• _Your assignment_
Only one stretch of the records below should be repeated. It starts with the line containing "Q: Place a marker on the small" and goes on through the line containing "Q: Place a marker on the window pane", exactly as written.

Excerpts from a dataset
%%

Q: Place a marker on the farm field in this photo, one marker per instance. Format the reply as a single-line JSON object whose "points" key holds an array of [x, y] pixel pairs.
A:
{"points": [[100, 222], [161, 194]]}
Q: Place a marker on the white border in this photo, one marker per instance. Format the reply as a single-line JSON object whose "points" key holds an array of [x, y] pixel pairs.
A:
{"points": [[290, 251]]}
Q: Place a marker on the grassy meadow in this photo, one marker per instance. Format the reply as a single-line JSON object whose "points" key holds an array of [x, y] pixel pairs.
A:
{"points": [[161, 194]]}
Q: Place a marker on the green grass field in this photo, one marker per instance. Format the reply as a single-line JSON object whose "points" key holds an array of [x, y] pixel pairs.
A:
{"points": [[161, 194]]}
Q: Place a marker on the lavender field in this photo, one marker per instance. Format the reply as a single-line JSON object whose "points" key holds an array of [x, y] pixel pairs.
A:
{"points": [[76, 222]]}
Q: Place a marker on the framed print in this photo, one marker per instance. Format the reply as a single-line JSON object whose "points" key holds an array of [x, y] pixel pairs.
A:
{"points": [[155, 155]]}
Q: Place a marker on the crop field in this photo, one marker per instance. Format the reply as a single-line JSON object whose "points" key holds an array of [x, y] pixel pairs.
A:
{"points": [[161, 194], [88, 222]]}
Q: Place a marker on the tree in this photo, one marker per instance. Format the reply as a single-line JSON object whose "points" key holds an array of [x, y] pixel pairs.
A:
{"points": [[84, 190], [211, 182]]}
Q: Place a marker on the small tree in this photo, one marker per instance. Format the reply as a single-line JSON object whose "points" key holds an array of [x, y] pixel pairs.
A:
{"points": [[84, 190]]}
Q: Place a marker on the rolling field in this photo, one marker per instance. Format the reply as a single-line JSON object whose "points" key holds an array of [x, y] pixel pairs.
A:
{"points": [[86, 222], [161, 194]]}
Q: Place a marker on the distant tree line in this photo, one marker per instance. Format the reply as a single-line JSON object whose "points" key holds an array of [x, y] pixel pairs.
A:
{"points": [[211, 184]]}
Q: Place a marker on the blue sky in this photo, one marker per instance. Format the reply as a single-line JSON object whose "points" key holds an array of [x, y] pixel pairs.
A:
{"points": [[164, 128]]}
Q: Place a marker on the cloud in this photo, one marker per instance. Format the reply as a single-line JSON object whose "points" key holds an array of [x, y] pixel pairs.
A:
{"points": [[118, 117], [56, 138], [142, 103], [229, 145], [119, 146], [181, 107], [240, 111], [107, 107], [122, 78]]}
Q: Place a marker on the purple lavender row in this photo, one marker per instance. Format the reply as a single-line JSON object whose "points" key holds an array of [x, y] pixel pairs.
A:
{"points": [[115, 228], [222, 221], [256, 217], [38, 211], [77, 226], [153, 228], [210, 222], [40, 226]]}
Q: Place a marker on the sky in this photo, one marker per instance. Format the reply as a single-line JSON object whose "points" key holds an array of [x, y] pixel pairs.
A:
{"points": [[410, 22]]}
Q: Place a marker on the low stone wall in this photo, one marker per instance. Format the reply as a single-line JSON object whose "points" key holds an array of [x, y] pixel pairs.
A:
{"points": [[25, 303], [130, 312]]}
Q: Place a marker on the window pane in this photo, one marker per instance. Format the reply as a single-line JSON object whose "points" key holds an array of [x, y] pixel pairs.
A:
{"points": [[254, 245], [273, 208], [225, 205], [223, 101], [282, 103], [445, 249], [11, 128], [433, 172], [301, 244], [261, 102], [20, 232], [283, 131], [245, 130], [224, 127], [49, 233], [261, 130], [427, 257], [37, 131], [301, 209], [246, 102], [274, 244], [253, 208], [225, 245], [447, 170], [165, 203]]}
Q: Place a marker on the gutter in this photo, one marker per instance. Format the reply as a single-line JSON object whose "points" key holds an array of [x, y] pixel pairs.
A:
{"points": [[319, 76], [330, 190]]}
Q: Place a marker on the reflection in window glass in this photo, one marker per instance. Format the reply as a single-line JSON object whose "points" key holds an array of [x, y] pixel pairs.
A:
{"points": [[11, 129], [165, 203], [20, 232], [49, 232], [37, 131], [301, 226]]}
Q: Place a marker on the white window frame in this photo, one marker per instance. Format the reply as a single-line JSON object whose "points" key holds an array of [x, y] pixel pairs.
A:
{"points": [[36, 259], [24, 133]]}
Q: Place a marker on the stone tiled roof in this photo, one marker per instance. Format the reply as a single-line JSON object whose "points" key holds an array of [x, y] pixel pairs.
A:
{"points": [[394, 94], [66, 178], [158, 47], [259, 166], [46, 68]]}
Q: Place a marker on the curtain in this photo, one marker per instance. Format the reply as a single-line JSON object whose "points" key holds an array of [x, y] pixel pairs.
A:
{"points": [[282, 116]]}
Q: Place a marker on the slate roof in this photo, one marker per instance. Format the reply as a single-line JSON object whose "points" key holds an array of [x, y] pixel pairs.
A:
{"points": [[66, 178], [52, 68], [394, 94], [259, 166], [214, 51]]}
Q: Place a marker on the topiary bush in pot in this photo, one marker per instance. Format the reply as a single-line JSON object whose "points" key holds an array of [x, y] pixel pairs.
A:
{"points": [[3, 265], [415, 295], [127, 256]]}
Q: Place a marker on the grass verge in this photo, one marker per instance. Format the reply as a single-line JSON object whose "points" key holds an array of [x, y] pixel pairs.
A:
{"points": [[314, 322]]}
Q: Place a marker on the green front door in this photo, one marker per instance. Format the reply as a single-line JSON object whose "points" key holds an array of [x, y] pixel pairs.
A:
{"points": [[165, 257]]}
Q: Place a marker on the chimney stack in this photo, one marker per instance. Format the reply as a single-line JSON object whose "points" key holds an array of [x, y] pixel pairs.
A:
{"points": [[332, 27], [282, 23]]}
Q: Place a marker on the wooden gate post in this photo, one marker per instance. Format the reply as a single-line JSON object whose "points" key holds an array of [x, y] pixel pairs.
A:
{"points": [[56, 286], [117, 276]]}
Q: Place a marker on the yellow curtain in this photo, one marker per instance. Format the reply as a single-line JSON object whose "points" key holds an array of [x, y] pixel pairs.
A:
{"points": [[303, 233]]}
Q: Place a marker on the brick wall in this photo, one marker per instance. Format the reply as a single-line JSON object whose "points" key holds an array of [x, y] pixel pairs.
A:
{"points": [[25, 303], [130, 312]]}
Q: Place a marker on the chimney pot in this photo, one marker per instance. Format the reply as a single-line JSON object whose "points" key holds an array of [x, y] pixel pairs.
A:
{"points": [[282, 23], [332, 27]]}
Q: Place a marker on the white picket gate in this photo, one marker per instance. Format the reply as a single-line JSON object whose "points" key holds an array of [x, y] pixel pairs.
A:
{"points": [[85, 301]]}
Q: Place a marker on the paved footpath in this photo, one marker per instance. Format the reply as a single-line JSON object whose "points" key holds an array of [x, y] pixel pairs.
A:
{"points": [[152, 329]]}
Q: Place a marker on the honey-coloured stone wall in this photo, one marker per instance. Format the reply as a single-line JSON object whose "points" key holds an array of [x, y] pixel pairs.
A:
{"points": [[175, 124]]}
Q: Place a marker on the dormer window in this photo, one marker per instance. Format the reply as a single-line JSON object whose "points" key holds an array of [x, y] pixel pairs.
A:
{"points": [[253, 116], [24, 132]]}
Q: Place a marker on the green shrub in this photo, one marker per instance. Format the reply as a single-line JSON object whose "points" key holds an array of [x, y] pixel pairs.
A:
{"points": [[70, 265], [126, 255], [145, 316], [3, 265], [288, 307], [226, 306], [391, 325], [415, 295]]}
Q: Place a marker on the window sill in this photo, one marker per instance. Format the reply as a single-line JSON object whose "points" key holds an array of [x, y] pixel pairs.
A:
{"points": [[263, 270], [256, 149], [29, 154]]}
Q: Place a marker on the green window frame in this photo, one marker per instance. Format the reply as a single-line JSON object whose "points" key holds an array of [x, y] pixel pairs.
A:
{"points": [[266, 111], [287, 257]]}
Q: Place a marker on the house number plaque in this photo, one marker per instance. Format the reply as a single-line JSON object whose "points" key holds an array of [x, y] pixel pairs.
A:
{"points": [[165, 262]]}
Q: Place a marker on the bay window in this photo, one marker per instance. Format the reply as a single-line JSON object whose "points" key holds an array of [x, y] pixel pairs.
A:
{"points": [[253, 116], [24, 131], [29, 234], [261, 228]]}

%%

• _Answer section_
Q: Place a marker on the small tree in this photo, one marker per instance. Format the reply as a single-line JSON object whose "points" key holds an array of [x, y] pixel pairs.
A:
{"points": [[84, 190]]}
Q: Place a marker on the rolling field in this photo, one marker per instance. Format the reply as a single-line JSON object whose "points" key holds an array of [x, y] pixel pairs.
A:
{"points": [[86, 222], [161, 194]]}
Q: Place a marker on the distant tree line in this photo, one marker per instance. Format the reply as a single-line JSON object whose "points" key holds an array of [x, y] pixel pairs.
A:
{"points": [[211, 184]]}
Q: Place a marker on the blue sky in this photo, one marker per instance. Format the reply as a single-line JSON object whose "points" key holds an array of [x, y] pixel pairs.
A:
{"points": [[164, 128]]}
Q: Place a marker on the cloud in this photo, one marker per instance. Format the reply as a single-line JSON object whose "points" key holds an array of [x, y] pixel pairs.
A:
{"points": [[118, 117], [56, 138], [142, 103], [229, 145], [119, 146], [181, 107], [240, 111], [107, 107], [122, 78]]}
Q: Place a marker on the purple lavender row in this photo, one marker per instance. Format the reply as a single-line JSON object whose "points" key holds an array of [x, y] pixel pairs.
A:
{"points": [[115, 228], [222, 221], [256, 217], [38, 211], [77, 226], [153, 228], [210, 222], [40, 226]]}
Q: Place a marker on the sky in this photo, one marker per instance. Format the reply as a single-line JSON object whose "points" key holds an array of [x, y] pixel pairs.
A:
{"points": [[410, 22]]}
Q: Place a marker on the low stone wall in this photo, one marker per instance. Format the reply as a single-line JSON object whose "points" key holds an array of [x, y] pixel pairs.
A:
{"points": [[25, 303], [130, 312]]}
Q: Place a marker on the window pane in this photo, one marker per instance. Format the reply as a single-line JSON object whose "points" key holds an array of [x, y] pixel pairs.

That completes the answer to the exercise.